-- start --
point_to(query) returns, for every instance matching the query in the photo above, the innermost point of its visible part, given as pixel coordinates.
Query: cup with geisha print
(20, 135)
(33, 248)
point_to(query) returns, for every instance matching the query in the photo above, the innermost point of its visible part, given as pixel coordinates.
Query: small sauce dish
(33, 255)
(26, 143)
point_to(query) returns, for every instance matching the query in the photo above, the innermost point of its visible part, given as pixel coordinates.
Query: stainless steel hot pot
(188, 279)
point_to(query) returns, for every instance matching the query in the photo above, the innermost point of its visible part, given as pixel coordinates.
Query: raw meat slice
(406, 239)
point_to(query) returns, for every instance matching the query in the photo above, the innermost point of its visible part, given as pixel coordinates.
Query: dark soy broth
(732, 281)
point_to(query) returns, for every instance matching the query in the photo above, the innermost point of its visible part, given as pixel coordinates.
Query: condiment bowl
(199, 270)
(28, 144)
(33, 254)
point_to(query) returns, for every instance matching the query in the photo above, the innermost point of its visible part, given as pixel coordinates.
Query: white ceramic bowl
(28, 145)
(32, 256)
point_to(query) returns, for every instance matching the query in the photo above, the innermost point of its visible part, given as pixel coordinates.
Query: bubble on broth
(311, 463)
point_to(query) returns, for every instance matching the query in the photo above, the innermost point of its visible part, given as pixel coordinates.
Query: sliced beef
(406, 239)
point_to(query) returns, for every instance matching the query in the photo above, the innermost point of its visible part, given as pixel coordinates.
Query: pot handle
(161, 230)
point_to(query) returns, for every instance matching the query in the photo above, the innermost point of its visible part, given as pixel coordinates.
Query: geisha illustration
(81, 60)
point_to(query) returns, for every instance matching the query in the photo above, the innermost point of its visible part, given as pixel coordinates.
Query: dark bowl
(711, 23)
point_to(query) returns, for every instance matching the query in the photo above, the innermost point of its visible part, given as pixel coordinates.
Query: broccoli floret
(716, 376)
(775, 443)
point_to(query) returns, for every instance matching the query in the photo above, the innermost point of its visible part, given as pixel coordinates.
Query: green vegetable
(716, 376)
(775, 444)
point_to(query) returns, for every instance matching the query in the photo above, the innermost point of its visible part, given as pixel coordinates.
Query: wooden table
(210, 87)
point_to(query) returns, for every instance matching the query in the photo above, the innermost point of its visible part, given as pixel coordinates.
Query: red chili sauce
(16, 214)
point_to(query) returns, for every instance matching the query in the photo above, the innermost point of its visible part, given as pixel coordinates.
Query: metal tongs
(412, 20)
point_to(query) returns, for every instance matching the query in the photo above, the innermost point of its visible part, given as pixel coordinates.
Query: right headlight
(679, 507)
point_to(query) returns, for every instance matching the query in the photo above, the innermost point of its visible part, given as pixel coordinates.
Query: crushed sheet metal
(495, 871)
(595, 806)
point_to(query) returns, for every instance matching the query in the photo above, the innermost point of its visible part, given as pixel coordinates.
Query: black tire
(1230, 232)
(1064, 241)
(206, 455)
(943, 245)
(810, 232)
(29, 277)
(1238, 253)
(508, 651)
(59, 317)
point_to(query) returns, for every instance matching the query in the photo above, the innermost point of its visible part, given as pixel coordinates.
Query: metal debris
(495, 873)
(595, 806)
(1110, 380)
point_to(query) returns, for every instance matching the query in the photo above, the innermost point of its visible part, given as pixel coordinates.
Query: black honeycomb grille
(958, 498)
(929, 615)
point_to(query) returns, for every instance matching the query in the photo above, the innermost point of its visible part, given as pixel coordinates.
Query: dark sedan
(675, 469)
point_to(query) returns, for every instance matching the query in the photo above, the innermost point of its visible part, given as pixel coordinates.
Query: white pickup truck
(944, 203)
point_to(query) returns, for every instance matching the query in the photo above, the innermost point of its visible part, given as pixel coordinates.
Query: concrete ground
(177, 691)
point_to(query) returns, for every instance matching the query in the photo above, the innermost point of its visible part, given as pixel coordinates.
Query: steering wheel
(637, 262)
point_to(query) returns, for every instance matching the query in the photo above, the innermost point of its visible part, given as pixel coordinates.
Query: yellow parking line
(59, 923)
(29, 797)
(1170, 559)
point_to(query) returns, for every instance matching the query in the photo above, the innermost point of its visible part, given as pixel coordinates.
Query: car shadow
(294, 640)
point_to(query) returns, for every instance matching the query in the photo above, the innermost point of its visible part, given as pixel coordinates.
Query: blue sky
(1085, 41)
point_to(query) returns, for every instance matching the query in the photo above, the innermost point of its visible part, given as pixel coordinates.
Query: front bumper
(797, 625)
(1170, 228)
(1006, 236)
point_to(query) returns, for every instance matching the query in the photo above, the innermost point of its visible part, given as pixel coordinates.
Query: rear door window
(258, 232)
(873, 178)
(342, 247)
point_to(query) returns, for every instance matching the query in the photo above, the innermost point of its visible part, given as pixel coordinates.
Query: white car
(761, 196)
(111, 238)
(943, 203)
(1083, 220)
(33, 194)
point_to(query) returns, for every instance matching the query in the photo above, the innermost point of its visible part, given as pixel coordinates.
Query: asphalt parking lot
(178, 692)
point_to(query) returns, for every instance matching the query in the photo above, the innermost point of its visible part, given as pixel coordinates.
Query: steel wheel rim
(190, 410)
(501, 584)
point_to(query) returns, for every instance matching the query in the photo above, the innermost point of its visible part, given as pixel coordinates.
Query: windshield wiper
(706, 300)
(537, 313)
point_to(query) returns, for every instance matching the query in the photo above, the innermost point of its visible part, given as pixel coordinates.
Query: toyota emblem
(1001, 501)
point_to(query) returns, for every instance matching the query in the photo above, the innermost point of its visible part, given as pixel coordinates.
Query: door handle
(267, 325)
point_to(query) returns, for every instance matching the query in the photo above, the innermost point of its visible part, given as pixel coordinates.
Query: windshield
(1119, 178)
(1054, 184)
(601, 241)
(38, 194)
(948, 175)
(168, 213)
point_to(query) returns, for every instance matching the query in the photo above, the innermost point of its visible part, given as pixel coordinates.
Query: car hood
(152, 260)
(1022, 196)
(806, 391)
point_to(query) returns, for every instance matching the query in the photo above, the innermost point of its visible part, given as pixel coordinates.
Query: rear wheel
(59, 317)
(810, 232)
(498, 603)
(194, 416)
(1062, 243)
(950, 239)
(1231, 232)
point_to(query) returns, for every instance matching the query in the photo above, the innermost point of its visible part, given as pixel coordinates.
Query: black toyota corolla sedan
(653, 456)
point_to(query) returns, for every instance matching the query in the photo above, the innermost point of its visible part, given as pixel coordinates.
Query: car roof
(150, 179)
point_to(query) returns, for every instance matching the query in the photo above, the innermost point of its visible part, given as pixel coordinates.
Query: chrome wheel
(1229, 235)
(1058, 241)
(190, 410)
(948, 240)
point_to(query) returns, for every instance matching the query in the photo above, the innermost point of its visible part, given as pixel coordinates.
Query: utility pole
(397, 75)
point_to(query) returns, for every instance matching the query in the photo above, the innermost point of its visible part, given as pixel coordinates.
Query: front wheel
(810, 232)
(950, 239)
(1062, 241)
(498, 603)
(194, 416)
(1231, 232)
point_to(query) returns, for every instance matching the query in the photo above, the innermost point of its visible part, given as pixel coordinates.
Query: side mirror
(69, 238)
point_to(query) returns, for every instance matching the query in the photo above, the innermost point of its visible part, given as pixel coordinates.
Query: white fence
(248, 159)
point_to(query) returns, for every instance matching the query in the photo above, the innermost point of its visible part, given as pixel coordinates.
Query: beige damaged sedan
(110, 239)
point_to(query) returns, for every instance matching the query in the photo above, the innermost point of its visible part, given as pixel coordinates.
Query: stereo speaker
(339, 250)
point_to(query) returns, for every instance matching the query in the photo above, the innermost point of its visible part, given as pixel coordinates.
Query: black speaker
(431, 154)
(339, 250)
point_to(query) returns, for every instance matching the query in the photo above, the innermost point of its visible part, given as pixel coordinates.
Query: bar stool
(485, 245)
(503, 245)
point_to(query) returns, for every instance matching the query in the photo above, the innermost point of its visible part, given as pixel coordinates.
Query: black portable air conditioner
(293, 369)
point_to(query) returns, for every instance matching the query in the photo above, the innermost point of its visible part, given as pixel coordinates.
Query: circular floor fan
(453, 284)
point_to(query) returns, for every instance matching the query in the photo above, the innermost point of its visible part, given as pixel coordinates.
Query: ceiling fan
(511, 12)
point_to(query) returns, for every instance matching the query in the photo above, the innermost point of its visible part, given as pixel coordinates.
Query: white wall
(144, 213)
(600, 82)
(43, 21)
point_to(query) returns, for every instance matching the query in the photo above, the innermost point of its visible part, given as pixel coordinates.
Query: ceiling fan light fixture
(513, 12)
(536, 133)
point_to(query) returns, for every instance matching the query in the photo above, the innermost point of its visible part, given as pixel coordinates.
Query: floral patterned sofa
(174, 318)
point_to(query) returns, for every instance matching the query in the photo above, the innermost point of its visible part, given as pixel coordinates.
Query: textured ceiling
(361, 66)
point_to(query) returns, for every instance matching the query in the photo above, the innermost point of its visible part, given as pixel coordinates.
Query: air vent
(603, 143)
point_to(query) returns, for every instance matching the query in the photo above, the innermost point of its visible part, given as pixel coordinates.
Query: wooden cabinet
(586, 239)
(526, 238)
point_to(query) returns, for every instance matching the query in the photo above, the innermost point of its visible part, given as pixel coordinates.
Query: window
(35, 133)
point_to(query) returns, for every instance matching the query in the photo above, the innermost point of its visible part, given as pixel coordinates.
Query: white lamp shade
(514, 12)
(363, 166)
-- end --
• JOB: List every line of the material above that contains the string "parking".

• WRITTEN SOLUTION:
Query: yellow parking line
Query: asphalt parking lot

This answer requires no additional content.